=== EXERCISE TEXT ===
○ ○ ○ ○
Project_1_NYPD_STOPS

Author

Crewe Mellott

My Project

For my project I decided to use a dataset which has observations on police stops in NYC and I wanted to look at the duration of a stop versus the number of arrests per borough. I found the dataset in the google drive for the class and it was originally found on NYC.gov.

Loading Libraries and Dataset

library(tidyverse)
── Attaching core tidyverse packages ──────────────────────── tidyverse 2.0.0 ──
✔ dplyr     1.1.4     ✔ readr     2.1.5
✔ forcats   1.0.0     ✔ stringr   1.5.2
✔ ggplot2   4.0.0     ✔ tibble    3.3.0
✔ lubridate 1.9.4     ✔ tidyr     1.3.1
✔ purrr     1.1.0     
── Conflicts ────────────────────────────────────────── tidyverse_conflicts() ──
✖ dplyr::filter() masks stats::filter()
✖ dplyr::lag()    masks stats::lag()
ℹ Use the conflicted package (<http://conflicted.r-lib.org/>) to force all conflicts to become errors
library(dplyr)
library(ggplot2)
library(readr)
setwd("C:/Users/crewe/Data_110")
nypd_stops <- read_csv("NYPD-Stop-Question-Frisk-2020.csv")
Rows: 9544 Columns: 83
── Column specification ────────────────────────────────────────────────────────
Delimiter: ","
chr  (70): STOP_FRISK_DATE, MONTH2, DAY2, STOP_WAS_INITIATED, RECORD_STATUS_...
dbl  (12): STOP_ID, YEAR2, ISSUING_OFFICER_COMMAND_CODE, SUPERVISING_OFFICER...
time  (1): STOP_FRISK_TIME

ℹ Use `spec()` to retrieve the full column specification for this data.
ℹ Specify the column types or set `show_col_types = FALSE` to quiet this message.

Cleaning and Organizing Data

#Convert arrest flag to numeric for calculation 
nypd_data <- nypd_stops |>
mutate(
Arrests = ifelse(SUSPECT_ARRESTED_FLAG == "Y", 1, 0), # I had copilot help me with this because I couldn't find a website that worked 
STOP_LOCATION_BORO_NAME = as.factor(STOP_LOCATION_BORO_NAME)
)

# Calculate arrest percentage by exact stop duration and borough
arrest_by_duration_boro <- nypd_data |>
group_by(STOP_DURATION_MINUTES, STOP_LOCATION_BORO_NAME) |>
summarise(Arrest_Percentage = mean(Arrests, na.rm = TRUE) * 100) |>
ungroup()
`summarise()` has grouped output by 'STOP_DURATION_MINUTES'. You can override
using the `.groups` argument.
○ ○ ○ ○
=== SOURCE MATERIAL ===

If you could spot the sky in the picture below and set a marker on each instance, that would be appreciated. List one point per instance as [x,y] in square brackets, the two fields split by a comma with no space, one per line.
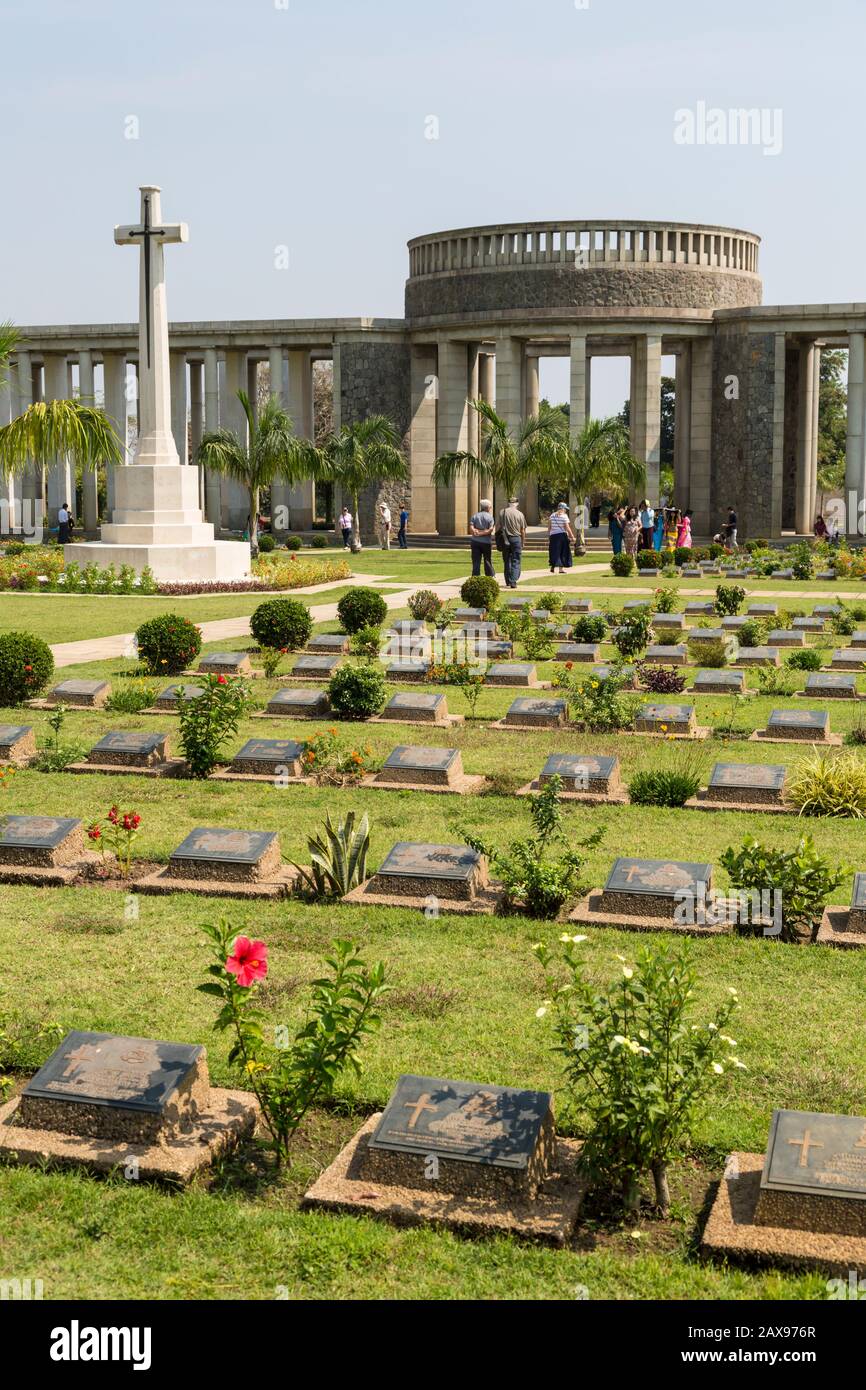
[305,124]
○ ○ ○ ○
=== TASK LIST ===
1. Answer the following questions using the NYPD stops project text.
(a) How many rows and columns does the loaded file contain?
(b) On which website was the dataset originally found?
(c) What value does the Arrests variable take when SUSPECT_ARRESTED_FLAG equals "Y"?
2. Reproduce the portion of the NYPD stops project text between "library(ggplot2)" and "quiet this message.", inclusive.
3. Translate this sentence from the NYPD stops project text into Spanish: "I found the dataset in the google drive for the class and it was originally found on NYC.gov."

=== RESULTS FOR THE EXERCISE ===
1.
(a) 9544 rows and 83 columns.
(b) NYC.gov.
(c) 1.

2.
library(ggplot2)
library(readr)
setwd("C:/Users/crewe/Data_110")
nypd_stops <- read_csv("NYPD-Stop-Question-Frisk-2020.csv")
Rows: 9544 Columns: 83
── Column specification ────────────────────────────────────────────────────────
Delimiter: ","
chr  (70): STOP_FRISK_DATE, MONTH2, DAY2, STOP_WAS_INITIATED, RECORD_STATUS_...
dbl  (12): STOP_ID, YEAR2, ISSUING_OFFICER_COMMAND_CODE, SUPERVISING_OFFICER...
time  (1): STOP_FRISK_TIME

ℹ Use `spec()` to retrieve the full column specification for this data.
ℹ Specify the column types or set `show_col_types = FALSE` to quiet this message.

3. Encontré el conjunto de datos en el google drive de la clase y originalmente se encontraba en NYC.gov.